===== MATERIAL FOR THE TASK =====

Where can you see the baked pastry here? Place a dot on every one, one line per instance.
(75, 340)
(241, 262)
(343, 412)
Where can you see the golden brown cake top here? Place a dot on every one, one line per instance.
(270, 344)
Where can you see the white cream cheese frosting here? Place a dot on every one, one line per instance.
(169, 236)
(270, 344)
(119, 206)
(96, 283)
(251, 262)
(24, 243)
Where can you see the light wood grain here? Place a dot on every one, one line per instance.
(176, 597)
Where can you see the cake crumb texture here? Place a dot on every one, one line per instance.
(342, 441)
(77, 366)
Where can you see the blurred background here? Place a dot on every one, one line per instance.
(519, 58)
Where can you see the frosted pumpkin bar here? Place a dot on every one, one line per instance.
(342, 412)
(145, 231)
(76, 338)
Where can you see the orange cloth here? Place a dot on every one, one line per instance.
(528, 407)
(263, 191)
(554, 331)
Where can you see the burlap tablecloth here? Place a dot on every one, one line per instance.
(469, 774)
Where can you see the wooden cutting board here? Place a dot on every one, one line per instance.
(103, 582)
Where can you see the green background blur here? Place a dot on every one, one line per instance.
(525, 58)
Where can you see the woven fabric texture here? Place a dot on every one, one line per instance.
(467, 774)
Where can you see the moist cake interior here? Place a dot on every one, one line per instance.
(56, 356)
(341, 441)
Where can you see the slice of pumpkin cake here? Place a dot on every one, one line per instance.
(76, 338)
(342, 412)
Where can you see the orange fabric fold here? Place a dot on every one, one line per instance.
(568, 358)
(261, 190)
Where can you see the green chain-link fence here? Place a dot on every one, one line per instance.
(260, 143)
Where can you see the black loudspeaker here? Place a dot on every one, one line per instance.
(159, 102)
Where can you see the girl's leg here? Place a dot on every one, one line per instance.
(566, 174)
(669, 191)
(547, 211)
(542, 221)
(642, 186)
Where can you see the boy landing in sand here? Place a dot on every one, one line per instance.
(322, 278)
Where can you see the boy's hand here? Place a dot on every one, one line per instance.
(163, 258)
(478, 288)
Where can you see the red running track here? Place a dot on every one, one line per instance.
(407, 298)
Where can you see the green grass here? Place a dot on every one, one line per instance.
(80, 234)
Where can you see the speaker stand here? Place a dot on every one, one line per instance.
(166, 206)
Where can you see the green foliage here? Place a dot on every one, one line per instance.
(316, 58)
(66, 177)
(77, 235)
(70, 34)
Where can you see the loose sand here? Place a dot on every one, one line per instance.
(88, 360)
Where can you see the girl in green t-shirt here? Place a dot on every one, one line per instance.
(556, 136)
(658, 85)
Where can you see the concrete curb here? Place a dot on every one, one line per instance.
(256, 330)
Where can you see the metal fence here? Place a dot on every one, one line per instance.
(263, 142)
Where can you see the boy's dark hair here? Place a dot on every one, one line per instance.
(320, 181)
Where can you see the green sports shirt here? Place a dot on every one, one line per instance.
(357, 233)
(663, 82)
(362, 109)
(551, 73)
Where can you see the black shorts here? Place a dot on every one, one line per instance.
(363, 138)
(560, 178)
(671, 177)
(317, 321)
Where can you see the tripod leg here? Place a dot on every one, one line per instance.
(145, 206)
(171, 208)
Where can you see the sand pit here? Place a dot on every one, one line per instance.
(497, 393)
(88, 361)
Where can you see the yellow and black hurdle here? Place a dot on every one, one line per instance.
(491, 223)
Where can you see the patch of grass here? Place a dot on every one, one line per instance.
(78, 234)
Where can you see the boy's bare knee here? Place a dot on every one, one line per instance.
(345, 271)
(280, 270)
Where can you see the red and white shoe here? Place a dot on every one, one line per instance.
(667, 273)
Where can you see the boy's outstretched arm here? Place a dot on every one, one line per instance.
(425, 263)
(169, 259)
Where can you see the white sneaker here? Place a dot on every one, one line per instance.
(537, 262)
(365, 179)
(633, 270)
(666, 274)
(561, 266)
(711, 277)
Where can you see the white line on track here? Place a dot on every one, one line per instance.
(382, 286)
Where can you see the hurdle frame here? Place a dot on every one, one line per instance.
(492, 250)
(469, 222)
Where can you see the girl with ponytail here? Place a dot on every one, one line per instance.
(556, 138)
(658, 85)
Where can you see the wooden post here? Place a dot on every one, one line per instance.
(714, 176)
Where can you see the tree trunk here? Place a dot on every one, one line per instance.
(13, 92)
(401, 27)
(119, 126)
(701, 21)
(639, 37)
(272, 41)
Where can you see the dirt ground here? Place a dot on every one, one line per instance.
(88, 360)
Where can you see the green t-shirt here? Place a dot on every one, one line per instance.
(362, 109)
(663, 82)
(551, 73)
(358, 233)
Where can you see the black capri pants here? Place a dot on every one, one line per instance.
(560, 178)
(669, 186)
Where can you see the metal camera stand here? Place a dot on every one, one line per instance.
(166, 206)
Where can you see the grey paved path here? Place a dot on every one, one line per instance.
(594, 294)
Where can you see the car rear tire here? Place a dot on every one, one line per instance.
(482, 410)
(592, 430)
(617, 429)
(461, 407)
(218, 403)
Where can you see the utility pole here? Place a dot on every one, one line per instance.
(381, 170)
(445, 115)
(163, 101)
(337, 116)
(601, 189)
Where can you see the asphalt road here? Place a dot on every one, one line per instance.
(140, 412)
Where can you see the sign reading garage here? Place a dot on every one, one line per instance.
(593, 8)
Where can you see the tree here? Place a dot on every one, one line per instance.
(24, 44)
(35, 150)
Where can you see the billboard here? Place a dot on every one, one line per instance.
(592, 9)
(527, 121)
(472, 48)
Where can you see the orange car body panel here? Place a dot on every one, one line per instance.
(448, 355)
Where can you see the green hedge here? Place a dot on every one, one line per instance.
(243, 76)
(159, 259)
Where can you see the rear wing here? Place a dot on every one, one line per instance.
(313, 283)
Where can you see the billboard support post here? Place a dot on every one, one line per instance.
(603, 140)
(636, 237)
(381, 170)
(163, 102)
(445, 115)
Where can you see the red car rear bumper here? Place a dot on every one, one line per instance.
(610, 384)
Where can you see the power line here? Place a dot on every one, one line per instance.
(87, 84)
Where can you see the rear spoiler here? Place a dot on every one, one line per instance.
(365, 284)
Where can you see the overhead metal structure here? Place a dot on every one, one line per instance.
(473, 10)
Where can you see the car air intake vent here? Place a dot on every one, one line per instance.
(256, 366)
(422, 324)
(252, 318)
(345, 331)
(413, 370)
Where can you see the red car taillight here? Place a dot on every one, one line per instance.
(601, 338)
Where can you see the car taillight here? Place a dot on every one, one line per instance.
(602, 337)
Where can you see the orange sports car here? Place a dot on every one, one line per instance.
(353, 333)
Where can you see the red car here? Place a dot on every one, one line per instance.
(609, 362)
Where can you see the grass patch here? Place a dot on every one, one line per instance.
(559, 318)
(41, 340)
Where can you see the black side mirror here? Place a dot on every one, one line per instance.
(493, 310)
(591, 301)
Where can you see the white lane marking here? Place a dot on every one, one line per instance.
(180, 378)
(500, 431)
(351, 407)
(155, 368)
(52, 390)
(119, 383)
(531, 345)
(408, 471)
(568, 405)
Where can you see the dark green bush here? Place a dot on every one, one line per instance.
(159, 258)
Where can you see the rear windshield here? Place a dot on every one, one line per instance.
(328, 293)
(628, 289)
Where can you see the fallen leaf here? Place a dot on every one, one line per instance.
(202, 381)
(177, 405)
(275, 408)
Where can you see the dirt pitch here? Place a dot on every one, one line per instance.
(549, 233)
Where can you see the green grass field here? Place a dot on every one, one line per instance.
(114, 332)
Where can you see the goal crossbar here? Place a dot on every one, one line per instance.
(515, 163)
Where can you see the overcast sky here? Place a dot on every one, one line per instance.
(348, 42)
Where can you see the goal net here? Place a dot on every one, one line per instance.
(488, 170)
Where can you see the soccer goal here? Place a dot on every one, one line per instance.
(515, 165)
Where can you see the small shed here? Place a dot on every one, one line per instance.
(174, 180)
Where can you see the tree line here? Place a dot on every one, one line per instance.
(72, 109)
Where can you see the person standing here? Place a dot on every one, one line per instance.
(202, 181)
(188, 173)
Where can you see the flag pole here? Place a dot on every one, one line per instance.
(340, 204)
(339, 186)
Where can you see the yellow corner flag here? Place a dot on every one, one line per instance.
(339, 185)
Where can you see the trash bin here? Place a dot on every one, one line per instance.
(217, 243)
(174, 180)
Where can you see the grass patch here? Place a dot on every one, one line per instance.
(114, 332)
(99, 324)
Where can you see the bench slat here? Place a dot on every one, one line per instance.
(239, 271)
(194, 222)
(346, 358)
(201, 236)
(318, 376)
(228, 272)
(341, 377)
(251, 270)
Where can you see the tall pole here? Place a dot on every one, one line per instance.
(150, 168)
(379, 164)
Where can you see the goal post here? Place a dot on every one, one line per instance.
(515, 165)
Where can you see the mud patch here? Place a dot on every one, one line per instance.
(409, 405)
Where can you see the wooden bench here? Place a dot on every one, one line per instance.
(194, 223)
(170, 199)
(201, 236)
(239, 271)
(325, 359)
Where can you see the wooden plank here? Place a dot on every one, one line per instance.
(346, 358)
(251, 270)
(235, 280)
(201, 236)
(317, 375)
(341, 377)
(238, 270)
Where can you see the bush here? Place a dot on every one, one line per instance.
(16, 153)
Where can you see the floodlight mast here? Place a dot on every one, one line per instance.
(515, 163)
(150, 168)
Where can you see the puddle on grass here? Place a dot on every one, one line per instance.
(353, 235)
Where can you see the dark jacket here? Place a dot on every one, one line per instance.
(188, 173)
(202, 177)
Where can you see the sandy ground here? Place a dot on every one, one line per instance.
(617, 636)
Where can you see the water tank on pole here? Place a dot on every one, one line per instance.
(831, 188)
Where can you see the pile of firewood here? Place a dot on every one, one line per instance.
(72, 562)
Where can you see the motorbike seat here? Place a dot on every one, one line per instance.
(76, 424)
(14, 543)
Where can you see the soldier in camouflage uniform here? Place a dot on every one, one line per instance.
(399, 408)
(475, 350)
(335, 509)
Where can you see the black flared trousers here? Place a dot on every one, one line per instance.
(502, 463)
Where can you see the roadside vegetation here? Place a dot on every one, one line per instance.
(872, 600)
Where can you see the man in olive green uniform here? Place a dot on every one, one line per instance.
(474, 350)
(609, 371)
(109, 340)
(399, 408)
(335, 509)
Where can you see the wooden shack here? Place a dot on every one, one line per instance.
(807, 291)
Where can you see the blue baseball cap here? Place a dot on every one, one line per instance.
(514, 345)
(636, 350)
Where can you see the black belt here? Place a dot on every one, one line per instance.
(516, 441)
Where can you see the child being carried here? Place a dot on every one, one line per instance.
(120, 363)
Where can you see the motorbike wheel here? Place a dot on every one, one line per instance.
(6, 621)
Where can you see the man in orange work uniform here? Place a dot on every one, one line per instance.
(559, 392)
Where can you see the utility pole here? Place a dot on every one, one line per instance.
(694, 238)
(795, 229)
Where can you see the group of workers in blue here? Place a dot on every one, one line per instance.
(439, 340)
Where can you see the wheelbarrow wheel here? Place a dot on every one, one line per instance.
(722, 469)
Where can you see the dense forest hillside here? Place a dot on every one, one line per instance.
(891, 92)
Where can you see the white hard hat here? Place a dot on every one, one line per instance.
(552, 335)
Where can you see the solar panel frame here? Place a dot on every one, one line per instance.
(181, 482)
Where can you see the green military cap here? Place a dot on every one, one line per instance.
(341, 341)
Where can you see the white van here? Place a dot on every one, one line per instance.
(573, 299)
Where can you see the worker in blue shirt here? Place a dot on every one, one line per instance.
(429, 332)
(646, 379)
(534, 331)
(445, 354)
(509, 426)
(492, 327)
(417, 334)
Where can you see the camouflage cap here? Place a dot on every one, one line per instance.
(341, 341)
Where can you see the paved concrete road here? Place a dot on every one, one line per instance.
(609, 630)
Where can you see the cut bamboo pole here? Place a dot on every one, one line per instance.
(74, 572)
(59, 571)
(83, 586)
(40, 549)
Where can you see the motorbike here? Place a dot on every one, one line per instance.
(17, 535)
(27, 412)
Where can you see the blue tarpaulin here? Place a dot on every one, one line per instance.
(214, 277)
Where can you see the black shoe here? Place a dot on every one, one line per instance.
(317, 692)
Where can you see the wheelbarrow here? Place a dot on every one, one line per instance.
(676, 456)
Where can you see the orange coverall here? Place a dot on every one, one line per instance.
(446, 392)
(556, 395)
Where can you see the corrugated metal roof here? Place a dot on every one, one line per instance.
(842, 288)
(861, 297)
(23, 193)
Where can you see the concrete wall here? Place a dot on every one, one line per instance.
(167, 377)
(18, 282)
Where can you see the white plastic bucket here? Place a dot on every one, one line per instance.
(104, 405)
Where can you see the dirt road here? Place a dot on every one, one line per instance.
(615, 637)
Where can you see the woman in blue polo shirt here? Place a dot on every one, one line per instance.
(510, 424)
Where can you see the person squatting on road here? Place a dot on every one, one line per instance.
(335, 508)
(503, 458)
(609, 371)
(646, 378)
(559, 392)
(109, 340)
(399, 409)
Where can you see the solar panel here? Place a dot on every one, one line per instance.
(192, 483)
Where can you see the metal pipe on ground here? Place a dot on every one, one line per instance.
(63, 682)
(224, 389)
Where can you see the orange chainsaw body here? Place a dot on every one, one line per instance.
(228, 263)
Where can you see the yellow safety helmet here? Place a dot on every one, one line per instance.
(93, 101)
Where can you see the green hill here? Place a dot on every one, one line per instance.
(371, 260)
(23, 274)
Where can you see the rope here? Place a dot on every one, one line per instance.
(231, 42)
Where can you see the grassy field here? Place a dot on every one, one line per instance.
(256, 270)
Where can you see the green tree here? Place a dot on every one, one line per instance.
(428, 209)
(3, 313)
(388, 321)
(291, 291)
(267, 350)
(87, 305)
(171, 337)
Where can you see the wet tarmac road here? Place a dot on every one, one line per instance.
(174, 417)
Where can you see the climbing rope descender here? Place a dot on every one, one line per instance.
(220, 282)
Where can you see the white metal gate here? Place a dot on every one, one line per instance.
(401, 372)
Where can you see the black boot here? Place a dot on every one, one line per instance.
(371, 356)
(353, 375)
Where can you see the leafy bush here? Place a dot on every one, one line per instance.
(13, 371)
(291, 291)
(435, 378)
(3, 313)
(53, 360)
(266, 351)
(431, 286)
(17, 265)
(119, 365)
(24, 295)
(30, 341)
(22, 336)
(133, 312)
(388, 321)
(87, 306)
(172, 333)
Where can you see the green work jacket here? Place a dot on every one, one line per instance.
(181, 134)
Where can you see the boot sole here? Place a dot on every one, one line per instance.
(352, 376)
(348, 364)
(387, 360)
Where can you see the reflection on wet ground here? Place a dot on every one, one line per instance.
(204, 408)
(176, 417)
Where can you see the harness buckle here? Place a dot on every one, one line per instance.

=====

• [YOUR ASSIGNMENT]:
Starting at the line that contains "Where can you see the climbing", write out every line through the end of the entries, exactly and with nothing added.

• [TASK SOLUTION]:
Where can you see the climbing rope descender here? Place a dot on every one, one line per instance.
(220, 282)
Where can you see the white metal gate here? Place a dot on every one, one line per instance.
(401, 372)
Where can you see the black boot here? Place a dot on every one, one line per instance.
(371, 356)
(353, 375)
Where can you see the leafy bush here? Place a dot on every one, one line per instance.
(13, 371)
(291, 291)
(435, 378)
(3, 313)
(53, 360)
(266, 351)
(431, 286)
(17, 265)
(119, 365)
(24, 295)
(30, 341)
(22, 336)
(133, 312)
(388, 321)
(87, 306)
(172, 333)
Where can you see the green work jacket here? Place a dot on every one, one line per instance.
(181, 134)
Where can you see the boot sole here? Place a dot on every one, one line per instance.
(352, 376)
(348, 364)
(387, 360)
Where can you see the reflection on wet ground here? Place a dot on every one, one line per instance.
(204, 408)
(176, 417)
Where can you see the harness buckle here? Place a dot on every one, one line per instance.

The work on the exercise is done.